▸ Given request
Please copy out, unchanged, everything in the records below from the line containing "Where can the palm" down to the line containing "pixel 67 128", with both of those lines included.

▸ Task material
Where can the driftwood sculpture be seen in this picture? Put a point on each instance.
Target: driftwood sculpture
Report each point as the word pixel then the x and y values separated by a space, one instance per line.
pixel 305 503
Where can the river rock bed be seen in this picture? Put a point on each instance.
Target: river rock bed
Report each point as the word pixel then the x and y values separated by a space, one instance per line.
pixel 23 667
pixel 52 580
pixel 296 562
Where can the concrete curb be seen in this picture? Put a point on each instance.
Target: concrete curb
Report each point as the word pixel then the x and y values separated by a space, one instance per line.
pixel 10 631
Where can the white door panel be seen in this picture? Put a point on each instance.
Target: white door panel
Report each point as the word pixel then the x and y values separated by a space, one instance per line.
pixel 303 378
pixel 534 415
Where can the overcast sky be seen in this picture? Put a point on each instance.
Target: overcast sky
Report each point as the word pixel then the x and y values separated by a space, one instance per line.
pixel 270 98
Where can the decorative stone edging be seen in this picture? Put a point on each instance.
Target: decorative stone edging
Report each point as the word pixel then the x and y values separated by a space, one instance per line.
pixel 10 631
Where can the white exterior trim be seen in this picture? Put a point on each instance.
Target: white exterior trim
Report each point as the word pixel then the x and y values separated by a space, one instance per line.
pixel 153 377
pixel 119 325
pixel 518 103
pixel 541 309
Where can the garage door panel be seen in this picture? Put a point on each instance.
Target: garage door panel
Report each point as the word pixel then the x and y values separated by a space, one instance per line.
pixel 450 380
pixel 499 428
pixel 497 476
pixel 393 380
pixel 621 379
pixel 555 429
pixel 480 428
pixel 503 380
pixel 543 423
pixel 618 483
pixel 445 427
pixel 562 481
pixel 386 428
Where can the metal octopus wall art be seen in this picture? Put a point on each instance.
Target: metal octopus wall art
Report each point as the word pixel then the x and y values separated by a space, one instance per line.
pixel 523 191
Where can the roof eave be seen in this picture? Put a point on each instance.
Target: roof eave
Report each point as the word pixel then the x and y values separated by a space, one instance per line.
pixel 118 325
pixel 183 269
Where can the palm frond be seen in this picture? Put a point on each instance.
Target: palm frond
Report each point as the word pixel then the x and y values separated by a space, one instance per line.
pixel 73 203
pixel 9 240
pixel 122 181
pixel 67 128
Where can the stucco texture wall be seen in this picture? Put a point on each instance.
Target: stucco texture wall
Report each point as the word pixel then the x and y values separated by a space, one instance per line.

▸ Complete response
Where can the palm frond be seen in this picture? Put a point on each instance.
Target: palm frond
Report each point as the word pixel then the x and y values separated by a space, one instance per line.
pixel 73 203
pixel 9 240
pixel 122 181
pixel 67 128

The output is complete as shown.